===== Given records
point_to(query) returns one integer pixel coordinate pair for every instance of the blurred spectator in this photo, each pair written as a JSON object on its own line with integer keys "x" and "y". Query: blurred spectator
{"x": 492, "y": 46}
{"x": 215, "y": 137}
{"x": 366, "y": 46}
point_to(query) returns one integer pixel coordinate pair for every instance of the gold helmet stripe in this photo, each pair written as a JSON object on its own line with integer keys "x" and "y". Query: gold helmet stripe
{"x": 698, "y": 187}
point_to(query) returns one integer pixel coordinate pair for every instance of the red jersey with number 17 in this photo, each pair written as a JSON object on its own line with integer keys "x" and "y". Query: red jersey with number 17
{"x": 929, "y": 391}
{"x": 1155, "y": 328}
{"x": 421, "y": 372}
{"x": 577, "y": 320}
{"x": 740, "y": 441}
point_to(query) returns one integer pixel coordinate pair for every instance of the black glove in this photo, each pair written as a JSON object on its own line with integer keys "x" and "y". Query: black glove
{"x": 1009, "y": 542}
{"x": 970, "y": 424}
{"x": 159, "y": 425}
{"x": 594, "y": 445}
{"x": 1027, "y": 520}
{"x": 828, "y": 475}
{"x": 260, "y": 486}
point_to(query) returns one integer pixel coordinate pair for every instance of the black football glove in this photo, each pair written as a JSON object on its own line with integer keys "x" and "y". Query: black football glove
==========
Copy out the entries above without altering a single character.

point_to(query) returns one integer pixel coordinate pair for every instance of the blurred spectator in this photo, each pair written as a JSON object on its own line with integer keys "x" and "y". Query: blurred spectator
{"x": 492, "y": 46}
{"x": 215, "y": 137}
{"x": 366, "y": 46}
point_to(query) returns one integer pixel coordinate pair for every instance of the gold helmet stripe in this photo, each pair written as a JSON object on its own line with integer keys "x" and "y". Query: gold helmet stripe
{"x": 698, "y": 187}
point_to(query) returns one integer pixel coordinate pair for every instance of the red jersey with number 17 in this photo, each pair written as a JSON object on its own line with integer keys "x" and "y". Query: red jersey with number 17
{"x": 929, "y": 391}
{"x": 1155, "y": 328}
{"x": 421, "y": 372}
{"x": 577, "y": 320}
{"x": 740, "y": 441}
point_to(query) returns one integer pixel coordinate pair for every instance of the black glove in this photo, each pair written as a JSON object on its own line with integer keys "x" and "y". Query: black glove
{"x": 1009, "y": 542}
{"x": 970, "y": 424}
{"x": 159, "y": 425}
{"x": 594, "y": 445}
{"x": 1027, "y": 520}
{"x": 828, "y": 475}
{"x": 260, "y": 486}
point_to(query) returns one integer pixel coordinate pair for every instance of the black football glove in this photo, each pair written as a JSON object on its own line with integer keys "x" and "y". Query: black football glove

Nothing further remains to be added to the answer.